═══ Supplied material ═══

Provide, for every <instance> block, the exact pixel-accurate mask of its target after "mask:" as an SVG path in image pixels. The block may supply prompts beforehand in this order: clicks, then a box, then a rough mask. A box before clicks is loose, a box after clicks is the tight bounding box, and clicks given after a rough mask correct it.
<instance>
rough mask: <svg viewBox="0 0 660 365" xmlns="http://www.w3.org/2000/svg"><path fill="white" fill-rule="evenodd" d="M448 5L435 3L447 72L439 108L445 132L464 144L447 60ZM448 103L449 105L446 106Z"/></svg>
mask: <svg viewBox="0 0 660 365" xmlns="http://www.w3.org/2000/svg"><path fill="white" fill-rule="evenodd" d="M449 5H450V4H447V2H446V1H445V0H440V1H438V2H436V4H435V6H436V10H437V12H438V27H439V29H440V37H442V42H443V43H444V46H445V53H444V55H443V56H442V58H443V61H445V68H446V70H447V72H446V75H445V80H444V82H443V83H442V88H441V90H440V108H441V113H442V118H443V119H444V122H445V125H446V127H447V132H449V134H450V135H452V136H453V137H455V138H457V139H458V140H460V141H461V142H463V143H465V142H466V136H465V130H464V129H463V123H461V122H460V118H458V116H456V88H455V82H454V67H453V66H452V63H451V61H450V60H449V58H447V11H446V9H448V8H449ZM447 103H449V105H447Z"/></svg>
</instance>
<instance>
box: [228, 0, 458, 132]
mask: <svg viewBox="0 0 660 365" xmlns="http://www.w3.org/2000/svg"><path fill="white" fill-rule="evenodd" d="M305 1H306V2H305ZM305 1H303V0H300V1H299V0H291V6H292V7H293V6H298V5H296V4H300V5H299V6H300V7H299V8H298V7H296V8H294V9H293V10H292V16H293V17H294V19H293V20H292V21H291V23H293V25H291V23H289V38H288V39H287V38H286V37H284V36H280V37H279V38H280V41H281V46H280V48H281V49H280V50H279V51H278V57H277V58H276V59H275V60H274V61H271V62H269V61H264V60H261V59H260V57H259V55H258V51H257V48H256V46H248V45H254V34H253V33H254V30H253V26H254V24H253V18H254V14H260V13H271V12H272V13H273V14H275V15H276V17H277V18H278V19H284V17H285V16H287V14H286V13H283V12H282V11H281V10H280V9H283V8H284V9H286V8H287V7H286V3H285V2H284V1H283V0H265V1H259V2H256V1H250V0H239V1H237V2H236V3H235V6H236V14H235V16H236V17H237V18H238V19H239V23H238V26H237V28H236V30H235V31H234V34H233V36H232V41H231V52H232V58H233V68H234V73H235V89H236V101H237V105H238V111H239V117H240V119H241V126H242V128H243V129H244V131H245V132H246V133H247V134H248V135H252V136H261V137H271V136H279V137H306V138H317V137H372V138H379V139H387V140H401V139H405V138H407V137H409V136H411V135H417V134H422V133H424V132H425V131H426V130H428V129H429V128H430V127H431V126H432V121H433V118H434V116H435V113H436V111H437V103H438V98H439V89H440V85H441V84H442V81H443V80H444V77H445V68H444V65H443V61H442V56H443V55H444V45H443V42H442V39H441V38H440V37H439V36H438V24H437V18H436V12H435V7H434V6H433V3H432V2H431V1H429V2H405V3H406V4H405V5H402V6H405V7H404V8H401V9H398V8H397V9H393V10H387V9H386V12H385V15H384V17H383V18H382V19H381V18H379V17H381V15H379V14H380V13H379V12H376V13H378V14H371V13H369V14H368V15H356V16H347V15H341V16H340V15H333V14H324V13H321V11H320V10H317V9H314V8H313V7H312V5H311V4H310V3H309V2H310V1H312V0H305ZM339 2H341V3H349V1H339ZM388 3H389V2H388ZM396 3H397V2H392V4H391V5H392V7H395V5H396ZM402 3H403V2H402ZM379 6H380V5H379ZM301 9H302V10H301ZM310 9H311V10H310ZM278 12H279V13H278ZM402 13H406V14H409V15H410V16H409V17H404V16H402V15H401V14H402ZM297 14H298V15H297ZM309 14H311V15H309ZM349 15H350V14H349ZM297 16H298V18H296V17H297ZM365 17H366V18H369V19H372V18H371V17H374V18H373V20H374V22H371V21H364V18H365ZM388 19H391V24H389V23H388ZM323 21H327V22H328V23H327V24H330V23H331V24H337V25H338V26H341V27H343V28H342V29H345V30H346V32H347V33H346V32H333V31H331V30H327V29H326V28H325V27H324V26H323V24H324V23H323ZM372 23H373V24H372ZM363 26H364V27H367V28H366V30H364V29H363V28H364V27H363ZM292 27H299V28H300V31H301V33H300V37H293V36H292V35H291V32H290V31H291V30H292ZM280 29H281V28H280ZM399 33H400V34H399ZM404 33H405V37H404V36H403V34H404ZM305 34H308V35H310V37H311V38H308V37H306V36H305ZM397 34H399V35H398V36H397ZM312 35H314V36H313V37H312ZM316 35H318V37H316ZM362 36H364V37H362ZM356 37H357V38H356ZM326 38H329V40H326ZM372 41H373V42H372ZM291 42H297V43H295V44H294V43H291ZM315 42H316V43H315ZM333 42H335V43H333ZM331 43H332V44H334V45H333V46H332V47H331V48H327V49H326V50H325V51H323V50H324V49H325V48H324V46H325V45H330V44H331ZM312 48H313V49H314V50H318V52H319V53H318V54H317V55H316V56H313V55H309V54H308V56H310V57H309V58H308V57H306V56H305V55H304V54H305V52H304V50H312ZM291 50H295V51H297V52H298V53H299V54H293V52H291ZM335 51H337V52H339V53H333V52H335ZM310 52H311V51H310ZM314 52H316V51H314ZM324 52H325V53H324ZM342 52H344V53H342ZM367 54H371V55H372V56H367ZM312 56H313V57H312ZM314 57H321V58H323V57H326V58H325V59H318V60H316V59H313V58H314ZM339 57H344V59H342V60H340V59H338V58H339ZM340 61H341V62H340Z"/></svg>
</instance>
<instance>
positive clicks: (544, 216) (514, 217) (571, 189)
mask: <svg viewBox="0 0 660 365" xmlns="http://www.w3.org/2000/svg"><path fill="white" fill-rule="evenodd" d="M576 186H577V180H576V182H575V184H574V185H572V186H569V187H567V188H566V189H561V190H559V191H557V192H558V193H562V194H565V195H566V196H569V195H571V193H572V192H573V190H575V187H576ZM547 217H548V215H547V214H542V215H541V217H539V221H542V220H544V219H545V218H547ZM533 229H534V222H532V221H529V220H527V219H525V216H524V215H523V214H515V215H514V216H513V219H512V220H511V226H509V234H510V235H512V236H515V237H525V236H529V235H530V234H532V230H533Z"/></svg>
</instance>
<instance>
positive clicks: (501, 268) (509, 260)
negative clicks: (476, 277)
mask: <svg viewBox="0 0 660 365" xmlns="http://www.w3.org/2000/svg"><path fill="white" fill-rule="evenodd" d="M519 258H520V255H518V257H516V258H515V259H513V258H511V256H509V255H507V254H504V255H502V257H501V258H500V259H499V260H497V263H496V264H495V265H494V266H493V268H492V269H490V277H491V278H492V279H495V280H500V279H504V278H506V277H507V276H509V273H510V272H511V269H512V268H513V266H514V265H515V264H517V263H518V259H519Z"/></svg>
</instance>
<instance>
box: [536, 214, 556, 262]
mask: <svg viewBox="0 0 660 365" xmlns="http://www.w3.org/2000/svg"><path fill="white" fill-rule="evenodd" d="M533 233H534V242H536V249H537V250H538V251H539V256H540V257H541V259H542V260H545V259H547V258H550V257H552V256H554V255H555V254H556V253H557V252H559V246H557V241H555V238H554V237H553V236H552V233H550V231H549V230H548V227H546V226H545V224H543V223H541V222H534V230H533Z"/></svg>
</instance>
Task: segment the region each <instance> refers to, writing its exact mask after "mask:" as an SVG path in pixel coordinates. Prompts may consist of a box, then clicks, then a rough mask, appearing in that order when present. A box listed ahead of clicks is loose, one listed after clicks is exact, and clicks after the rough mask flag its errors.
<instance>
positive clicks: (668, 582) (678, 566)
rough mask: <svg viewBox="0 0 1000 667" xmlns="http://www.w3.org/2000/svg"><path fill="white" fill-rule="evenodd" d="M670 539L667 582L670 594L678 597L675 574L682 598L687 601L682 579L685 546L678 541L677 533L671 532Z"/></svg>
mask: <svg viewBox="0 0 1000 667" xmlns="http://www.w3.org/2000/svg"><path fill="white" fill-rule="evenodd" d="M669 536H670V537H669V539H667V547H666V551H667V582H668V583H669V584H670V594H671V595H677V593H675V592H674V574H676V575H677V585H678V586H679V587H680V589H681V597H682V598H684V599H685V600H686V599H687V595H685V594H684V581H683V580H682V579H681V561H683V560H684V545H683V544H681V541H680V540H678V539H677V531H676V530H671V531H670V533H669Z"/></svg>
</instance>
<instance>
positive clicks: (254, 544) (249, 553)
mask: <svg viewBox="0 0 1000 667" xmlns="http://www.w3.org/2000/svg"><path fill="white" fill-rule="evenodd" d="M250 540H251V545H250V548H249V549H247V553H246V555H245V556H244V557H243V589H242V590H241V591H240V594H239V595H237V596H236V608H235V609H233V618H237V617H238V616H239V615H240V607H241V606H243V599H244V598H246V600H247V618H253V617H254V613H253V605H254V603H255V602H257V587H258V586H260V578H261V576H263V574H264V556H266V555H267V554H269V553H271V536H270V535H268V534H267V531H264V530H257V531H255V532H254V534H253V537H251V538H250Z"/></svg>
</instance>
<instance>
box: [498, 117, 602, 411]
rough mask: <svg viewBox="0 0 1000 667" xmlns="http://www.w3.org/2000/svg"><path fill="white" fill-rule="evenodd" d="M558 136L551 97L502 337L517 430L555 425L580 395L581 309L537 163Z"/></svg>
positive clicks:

═══

The problem:
Copy out, from the data above, every line holding the word "then".

Solution:
Provide, for every <instance> block, the exact pixel-accurate mask of its target after "mask:" as an SVG path in image pixels. The block may supply prompts beforehand in this order: clicks, then a box, then a rough mask. A box before clicks is loose, a box after clicks is the tight bounding box, and clicks given after a rough mask correct it.
Task: segment the region each <instance> refers to, writing its exact mask after "mask:" as an SVG path in pixel coordinates. Prompts may consist of a box, then clicks, then a rough mask, appearing in that order when present. A box listed ahead of clicks is loose, one listed after clicks is exact, and clicks after the rough mask flag its errors.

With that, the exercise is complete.